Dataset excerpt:
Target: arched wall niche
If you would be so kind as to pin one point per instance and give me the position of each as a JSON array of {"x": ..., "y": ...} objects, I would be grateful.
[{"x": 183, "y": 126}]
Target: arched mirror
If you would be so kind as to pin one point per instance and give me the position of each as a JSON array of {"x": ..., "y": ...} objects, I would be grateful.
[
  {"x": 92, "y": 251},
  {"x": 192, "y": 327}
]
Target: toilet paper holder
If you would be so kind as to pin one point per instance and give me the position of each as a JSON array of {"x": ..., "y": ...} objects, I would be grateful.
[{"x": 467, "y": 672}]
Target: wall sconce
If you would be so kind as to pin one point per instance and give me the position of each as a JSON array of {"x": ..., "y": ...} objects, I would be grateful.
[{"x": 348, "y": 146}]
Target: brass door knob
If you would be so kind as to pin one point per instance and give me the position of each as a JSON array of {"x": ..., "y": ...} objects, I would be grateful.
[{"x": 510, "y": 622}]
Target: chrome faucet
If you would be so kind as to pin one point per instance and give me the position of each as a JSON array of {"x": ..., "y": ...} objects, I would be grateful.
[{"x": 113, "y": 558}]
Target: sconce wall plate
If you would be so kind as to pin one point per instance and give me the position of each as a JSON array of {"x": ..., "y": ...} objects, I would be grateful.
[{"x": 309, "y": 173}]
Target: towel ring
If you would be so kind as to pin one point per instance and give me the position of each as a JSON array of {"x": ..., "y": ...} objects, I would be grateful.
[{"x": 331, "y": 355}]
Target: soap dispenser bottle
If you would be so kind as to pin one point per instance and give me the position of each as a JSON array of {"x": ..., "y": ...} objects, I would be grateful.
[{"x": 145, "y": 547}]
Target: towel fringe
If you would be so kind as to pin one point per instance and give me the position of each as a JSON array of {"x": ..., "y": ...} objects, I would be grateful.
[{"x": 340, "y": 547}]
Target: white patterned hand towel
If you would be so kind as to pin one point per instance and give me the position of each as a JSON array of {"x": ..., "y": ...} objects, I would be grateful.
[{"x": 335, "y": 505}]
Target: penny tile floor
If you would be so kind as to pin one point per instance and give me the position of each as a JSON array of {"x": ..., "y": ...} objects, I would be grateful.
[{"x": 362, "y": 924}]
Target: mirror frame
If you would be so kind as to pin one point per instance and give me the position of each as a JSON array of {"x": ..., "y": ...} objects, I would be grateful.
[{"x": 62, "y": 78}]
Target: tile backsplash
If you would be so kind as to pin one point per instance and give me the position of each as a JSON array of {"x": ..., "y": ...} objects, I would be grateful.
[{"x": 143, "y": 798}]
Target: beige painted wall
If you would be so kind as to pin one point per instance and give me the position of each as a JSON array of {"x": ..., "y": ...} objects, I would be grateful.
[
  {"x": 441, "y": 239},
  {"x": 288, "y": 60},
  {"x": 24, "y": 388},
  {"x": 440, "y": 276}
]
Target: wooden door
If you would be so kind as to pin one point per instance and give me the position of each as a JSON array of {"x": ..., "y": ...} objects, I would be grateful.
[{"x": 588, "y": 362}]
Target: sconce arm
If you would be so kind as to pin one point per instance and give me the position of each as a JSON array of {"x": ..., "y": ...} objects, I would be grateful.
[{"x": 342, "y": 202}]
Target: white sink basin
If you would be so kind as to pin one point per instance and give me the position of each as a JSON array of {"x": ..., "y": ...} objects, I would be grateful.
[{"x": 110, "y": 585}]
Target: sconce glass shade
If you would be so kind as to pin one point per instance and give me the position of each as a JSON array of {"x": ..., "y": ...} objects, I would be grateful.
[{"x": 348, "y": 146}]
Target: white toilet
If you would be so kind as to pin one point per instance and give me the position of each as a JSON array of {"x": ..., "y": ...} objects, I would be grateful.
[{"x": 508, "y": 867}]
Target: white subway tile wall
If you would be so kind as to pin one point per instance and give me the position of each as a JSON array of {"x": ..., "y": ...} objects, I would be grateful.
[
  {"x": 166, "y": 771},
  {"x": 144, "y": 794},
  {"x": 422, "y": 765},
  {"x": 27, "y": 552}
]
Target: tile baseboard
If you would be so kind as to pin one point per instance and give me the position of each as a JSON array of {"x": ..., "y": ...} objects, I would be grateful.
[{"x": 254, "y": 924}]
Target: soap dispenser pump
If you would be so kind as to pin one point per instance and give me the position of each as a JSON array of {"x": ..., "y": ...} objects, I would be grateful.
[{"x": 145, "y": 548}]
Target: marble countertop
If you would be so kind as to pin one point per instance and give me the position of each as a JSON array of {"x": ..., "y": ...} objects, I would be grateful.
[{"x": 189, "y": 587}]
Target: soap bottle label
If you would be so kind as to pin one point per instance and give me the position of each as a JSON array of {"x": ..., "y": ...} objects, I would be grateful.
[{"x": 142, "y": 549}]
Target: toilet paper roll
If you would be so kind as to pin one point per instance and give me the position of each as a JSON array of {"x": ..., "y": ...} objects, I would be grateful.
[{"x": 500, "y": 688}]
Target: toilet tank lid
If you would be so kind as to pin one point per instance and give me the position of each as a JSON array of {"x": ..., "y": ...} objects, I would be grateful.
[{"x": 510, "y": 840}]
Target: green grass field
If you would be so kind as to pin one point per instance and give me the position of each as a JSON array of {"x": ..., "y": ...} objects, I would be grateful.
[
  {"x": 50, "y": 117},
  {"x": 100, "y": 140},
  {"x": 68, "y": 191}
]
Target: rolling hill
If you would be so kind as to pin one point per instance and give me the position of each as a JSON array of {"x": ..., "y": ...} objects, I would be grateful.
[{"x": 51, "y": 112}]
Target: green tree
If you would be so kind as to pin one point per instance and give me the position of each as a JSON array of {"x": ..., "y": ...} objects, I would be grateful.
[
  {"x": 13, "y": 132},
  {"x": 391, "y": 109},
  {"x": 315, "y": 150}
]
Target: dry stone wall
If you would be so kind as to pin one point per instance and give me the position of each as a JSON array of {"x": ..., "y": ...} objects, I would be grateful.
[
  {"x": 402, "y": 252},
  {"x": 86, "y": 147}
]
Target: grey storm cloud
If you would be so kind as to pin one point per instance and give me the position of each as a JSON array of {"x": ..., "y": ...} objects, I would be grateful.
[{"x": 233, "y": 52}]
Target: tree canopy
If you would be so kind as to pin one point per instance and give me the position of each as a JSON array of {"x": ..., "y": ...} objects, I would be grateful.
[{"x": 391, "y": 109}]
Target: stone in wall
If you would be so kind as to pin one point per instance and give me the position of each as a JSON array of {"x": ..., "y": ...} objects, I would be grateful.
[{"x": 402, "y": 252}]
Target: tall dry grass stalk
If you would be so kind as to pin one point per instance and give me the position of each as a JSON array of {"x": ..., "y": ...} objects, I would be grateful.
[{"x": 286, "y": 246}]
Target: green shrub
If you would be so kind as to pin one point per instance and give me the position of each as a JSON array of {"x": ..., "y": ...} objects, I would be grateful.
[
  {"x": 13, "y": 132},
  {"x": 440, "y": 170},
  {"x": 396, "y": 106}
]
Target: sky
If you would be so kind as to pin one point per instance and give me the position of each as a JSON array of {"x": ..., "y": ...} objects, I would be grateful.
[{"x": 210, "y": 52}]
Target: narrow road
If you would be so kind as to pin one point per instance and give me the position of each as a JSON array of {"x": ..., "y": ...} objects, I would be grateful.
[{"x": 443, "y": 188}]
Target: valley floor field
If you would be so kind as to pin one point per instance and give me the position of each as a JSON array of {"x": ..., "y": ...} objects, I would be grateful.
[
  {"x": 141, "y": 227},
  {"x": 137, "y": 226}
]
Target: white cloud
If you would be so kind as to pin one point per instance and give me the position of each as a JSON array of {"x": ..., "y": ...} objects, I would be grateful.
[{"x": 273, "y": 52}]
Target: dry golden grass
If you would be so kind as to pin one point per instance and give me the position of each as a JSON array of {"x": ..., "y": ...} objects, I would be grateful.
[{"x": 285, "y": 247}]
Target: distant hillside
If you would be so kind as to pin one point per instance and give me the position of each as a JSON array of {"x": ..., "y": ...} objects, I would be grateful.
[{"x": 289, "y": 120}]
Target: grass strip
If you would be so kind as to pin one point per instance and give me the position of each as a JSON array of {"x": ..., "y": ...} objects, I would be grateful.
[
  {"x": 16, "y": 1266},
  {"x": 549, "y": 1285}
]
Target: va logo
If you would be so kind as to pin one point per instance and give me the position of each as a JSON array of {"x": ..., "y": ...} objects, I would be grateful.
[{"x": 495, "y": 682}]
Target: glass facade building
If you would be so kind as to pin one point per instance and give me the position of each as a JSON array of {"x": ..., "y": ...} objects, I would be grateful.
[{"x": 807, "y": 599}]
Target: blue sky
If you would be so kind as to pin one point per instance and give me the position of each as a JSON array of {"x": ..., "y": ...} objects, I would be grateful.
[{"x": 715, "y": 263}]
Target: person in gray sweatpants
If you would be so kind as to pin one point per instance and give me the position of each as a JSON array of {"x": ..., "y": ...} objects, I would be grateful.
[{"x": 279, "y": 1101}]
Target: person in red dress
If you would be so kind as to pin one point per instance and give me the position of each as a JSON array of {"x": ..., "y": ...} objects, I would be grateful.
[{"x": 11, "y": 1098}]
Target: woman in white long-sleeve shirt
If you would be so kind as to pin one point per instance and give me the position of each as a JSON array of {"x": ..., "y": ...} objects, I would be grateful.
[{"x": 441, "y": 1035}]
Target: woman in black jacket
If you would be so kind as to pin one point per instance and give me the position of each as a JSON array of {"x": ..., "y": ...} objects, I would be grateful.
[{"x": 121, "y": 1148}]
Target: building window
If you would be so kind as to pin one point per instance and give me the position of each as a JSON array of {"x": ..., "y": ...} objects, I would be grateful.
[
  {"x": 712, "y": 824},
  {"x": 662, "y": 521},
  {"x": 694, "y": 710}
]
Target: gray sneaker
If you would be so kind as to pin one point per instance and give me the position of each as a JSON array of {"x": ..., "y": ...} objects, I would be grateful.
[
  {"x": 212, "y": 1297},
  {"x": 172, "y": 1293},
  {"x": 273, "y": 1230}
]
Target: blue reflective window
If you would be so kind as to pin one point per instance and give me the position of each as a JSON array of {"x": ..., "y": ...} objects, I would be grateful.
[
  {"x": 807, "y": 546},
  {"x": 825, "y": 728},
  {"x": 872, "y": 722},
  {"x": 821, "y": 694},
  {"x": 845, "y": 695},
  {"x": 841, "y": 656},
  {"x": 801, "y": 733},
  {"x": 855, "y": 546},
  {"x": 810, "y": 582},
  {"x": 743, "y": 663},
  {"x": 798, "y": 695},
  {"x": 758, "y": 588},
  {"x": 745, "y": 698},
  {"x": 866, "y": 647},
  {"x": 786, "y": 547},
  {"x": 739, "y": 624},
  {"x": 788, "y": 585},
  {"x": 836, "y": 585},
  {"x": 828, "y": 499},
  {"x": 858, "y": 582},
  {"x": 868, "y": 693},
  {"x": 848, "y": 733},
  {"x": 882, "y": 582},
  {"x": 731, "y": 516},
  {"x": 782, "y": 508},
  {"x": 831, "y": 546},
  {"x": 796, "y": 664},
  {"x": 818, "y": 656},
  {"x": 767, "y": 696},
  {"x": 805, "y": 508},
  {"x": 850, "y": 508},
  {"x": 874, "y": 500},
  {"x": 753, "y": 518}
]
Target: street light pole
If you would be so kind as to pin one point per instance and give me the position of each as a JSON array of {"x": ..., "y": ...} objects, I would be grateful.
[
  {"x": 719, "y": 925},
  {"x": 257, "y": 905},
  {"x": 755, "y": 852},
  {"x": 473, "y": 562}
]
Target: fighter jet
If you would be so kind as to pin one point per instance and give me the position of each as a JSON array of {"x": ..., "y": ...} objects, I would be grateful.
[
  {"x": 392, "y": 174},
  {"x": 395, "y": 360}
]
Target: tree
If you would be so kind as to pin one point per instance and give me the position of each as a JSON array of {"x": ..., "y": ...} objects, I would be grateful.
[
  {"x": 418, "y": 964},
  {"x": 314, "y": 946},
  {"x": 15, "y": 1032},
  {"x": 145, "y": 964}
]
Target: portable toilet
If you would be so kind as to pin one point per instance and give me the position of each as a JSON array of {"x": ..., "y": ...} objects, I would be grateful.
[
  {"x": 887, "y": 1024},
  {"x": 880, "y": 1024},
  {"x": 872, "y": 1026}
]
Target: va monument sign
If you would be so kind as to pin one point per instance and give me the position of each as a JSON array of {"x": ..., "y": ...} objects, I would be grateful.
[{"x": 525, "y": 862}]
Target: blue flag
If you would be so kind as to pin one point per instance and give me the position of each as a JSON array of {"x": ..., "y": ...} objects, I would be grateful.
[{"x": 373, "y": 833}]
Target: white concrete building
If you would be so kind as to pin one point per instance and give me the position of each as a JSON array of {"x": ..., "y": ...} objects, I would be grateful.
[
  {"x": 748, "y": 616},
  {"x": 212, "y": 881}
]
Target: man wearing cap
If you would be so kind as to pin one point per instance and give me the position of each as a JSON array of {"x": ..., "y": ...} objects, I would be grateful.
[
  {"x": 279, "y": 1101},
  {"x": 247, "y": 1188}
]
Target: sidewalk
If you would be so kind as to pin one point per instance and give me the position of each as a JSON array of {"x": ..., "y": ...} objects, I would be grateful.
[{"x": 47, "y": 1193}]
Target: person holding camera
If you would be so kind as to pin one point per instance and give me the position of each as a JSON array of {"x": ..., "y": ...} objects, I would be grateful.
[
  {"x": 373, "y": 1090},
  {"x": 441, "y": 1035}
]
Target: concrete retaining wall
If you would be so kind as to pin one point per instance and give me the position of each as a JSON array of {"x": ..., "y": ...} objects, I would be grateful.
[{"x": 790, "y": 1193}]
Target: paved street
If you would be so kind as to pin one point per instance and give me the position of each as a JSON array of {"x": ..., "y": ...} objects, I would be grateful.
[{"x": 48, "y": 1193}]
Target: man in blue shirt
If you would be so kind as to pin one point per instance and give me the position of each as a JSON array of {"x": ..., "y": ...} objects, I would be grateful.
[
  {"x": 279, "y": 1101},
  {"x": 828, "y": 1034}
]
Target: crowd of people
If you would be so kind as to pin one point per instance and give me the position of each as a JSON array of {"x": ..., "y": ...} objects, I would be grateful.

▶ _WHAT IS NEEDED_
Reproduce exactly the lines from the one containing "Target: paved street" through the last line of the records above, including both, and nothing else.

▶ _TASK RESPONSE_
Target: paved street
If you would be so kind as to pin one point per instance and give me the position of each as a JSON array of {"x": ..., "y": ...} objects, I would be grateful.
[{"x": 48, "y": 1193}]
Target: man in blue shirt
If you would be so kind as to pin one point per instance and give me the position of each as a JSON array of {"x": ..., "y": ...} objects, I would be grateful.
[
  {"x": 279, "y": 1101},
  {"x": 828, "y": 1034}
]
Target: crowd of people
If you would be so kind as to pin one point per instance and give me the position of each as a JSON array of {"x": ..., "y": ...} objects, I would be grateful.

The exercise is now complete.